▶ TASK REQUIREMENTS
In the listing below, locate the line containing "the carved pilaster"; reproduce that line and all lines that follow it, unchanged.

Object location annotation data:

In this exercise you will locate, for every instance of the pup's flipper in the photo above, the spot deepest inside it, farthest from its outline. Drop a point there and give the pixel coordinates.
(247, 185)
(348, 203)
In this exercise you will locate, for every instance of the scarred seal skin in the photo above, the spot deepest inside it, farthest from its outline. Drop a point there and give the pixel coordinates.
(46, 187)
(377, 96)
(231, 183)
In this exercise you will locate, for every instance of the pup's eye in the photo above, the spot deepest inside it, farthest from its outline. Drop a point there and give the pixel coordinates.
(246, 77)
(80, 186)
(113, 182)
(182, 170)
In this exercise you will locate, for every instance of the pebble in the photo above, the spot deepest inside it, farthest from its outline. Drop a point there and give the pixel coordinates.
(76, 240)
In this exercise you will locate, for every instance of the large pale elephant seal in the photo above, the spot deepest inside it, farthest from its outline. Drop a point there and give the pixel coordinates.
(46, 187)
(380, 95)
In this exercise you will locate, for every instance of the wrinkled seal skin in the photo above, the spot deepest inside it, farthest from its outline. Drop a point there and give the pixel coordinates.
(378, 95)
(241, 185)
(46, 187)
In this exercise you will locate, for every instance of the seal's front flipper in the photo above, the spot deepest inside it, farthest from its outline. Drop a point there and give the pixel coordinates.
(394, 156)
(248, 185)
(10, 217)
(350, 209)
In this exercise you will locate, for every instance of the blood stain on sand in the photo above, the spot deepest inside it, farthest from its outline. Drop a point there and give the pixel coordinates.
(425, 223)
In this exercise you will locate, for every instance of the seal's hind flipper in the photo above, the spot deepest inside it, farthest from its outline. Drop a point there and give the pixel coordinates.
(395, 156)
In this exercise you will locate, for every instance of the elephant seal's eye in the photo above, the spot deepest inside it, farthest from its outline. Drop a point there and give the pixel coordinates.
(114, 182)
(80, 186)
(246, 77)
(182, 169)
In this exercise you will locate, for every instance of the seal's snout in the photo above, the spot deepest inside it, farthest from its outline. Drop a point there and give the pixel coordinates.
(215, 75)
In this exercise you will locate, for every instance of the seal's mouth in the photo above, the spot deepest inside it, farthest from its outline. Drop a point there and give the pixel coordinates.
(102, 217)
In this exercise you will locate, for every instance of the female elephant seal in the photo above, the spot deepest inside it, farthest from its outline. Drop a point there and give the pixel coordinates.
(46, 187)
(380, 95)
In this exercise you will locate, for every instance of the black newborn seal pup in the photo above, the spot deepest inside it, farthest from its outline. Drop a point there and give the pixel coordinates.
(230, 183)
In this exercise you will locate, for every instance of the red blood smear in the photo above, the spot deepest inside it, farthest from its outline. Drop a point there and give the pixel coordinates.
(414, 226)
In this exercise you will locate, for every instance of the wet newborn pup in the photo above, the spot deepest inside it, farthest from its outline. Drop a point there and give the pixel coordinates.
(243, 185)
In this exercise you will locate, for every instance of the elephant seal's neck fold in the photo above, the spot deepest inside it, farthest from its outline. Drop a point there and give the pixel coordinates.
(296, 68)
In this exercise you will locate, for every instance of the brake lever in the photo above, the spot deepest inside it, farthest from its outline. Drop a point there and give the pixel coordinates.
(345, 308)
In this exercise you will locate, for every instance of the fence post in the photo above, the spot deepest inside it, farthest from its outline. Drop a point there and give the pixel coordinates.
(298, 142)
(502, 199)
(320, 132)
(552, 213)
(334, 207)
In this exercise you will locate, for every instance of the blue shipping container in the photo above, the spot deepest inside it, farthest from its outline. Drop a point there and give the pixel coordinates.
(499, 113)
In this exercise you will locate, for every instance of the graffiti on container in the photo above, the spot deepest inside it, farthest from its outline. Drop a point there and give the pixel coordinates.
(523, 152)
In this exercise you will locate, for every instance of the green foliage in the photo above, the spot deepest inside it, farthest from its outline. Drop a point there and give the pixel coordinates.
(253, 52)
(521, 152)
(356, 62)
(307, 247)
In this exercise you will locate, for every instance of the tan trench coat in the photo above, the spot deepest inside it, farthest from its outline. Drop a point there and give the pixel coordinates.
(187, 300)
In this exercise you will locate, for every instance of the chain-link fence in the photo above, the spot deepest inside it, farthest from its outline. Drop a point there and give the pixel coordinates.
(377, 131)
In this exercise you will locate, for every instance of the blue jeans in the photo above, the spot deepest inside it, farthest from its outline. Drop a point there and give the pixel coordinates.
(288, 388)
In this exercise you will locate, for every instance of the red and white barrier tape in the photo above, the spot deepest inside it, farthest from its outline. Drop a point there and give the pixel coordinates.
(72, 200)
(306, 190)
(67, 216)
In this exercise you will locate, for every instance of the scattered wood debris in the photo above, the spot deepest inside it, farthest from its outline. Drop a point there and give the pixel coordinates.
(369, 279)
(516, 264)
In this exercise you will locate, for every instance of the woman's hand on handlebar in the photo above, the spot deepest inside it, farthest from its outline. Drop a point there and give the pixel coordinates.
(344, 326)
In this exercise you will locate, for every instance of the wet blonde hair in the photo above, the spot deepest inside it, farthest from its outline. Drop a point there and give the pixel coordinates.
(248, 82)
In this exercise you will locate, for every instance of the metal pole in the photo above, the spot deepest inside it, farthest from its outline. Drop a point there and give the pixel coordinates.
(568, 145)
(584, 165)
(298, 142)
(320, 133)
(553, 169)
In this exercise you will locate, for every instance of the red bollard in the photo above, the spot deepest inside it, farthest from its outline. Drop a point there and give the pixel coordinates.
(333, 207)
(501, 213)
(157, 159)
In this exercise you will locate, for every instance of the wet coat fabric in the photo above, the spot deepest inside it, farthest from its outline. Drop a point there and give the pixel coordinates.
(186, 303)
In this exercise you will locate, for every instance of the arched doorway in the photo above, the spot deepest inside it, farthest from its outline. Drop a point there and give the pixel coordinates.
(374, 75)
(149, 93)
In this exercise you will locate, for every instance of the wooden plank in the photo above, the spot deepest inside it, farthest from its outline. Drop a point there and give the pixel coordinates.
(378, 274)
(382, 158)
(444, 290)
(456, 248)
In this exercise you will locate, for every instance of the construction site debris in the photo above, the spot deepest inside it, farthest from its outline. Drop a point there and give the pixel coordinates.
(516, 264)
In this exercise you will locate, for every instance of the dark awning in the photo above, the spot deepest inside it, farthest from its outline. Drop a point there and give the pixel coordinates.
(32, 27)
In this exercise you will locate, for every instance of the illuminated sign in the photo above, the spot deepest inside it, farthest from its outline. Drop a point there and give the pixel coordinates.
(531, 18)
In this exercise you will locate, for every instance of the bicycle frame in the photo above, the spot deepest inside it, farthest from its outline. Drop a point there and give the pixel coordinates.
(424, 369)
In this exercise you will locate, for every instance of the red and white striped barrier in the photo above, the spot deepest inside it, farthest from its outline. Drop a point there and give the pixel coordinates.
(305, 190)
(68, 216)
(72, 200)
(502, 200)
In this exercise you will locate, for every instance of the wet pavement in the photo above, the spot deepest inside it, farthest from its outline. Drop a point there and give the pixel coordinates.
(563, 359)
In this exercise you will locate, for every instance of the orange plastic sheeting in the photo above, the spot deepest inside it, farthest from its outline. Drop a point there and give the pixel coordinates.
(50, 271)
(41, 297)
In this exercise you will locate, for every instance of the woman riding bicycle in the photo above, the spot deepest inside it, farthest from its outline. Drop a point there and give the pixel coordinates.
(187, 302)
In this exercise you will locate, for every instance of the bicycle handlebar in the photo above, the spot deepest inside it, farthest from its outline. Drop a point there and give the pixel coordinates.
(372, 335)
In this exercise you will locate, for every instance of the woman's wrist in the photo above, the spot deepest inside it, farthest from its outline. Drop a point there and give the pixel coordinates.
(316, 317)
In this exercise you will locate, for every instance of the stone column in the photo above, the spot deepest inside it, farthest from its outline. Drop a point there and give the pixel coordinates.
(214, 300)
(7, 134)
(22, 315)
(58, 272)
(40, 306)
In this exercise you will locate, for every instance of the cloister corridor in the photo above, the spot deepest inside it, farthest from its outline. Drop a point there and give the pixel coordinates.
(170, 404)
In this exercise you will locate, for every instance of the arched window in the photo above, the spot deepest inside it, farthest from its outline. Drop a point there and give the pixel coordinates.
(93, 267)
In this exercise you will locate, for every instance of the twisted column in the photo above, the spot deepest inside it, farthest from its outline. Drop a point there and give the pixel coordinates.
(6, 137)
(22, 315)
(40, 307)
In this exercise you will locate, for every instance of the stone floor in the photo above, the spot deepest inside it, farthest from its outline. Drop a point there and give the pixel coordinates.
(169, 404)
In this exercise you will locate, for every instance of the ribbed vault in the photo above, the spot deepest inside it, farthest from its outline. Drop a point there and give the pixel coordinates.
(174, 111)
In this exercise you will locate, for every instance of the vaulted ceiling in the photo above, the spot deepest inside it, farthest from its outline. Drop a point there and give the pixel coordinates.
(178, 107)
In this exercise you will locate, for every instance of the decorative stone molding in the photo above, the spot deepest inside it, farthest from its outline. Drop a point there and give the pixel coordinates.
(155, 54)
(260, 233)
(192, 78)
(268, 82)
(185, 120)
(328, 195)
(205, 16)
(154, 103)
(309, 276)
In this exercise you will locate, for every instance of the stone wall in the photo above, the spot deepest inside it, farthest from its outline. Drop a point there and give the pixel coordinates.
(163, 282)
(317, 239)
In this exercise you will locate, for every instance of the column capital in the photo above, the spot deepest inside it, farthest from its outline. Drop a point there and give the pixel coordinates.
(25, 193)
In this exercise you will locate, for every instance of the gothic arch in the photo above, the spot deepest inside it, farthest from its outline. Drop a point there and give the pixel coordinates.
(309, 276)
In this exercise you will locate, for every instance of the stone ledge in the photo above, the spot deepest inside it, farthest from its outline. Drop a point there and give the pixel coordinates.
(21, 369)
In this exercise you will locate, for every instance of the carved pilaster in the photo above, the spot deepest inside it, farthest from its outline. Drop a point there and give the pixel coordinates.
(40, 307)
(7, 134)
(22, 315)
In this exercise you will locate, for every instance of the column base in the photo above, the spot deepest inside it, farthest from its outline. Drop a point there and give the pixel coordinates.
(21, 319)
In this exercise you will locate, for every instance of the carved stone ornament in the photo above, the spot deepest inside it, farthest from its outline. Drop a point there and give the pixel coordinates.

▶ EXERCISE ANSWER
In this exercise you will locate, for every instance of the carved pilaster in the photo above, the spot deepest inside it, farthest from its outline. Drop a point there and give the pixel coordinates.
(40, 307)
(7, 134)
(22, 315)
In this exercise you will locate, for every instance of the column base in the photo above, the spot deepest inside it, farthest from its outline. Drop a point there and give the pixel coordinates.
(21, 319)
In this exercise you will locate, for every instance of the carved stone ornament in the photo above, the spot deepest inside it, farthest from its outline. Drop a point there and give the pixel coordinates.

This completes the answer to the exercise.